◆ **Assignment**
To complete the exercise, write out all the data exactly.

((

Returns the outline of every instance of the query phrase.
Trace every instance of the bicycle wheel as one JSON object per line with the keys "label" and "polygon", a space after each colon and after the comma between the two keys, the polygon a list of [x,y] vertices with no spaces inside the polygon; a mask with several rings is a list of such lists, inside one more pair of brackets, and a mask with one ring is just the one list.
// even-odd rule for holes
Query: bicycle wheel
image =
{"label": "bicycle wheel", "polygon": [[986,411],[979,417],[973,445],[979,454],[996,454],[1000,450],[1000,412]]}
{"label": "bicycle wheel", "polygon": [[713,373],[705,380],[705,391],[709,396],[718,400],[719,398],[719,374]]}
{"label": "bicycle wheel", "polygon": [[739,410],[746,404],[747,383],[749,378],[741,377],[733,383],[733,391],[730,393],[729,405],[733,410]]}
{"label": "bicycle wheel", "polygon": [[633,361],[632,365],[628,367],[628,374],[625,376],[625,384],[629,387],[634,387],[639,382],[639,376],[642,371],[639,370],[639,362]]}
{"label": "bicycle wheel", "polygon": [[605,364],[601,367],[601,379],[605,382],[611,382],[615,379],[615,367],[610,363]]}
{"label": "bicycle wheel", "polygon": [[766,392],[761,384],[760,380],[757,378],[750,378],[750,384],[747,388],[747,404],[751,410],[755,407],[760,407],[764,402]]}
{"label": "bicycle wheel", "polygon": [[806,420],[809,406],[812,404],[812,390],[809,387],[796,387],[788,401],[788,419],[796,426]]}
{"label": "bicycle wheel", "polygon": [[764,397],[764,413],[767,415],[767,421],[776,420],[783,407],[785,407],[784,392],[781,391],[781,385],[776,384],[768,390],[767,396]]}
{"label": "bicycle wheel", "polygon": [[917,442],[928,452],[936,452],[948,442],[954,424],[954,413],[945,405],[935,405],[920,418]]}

))

◆ **Worked solution**
Returns the outline of every instance of the query phrase.
Trace every instance of the bicycle wheel as one JSON object per line with the keys "label" and "polygon", a space after each colon and after the comma between the two keys, the polygon a list of [x,y] vertices with no spaces inside the polygon; a mask with several rings is a list of such lists, inside one more pair of brackets, and a mask with one ring is just the one list.
// even-odd rule for holes
Query: bicycle wheel
image =
{"label": "bicycle wheel", "polygon": [[986,411],[979,417],[973,445],[979,454],[996,454],[1000,450],[1000,412]]}
{"label": "bicycle wheel", "polygon": [[713,373],[705,380],[705,391],[709,396],[718,400],[719,398],[719,374]]}
{"label": "bicycle wheel", "polygon": [[739,410],[746,404],[747,383],[749,378],[741,377],[733,383],[733,391],[730,393],[729,405],[733,410]]}
{"label": "bicycle wheel", "polygon": [[633,361],[632,365],[628,367],[628,374],[625,376],[625,384],[629,387],[634,387],[639,382],[639,376],[642,371],[639,370],[639,362]]}
{"label": "bicycle wheel", "polygon": [[605,364],[601,367],[601,379],[605,382],[611,382],[615,379],[615,367],[610,363]]}
{"label": "bicycle wheel", "polygon": [[766,392],[761,384],[760,380],[757,378],[750,378],[750,384],[747,388],[747,404],[751,410],[755,407],[760,407],[764,402]]}
{"label": "bicycle wheel", "polygon": [[806,420],[809,406],[812,404],[812,390],[809,387],[796,387],[788,401],[788,419],[796,426]]}
{"label": "bicycle wheel", "polygon": [[764,397],[764,413],[767,415],[767,421],[776,420],[783,407],[785,407],[784,392],[781,391],[781,385],[776,384],[768,390],[767,396]]}
{"label": "bicycle wheel", "polygon": [[917,442],[928,452],[936,452],[948,442],[954,424],[954,413],[945,405],[935,405],[920,418]]}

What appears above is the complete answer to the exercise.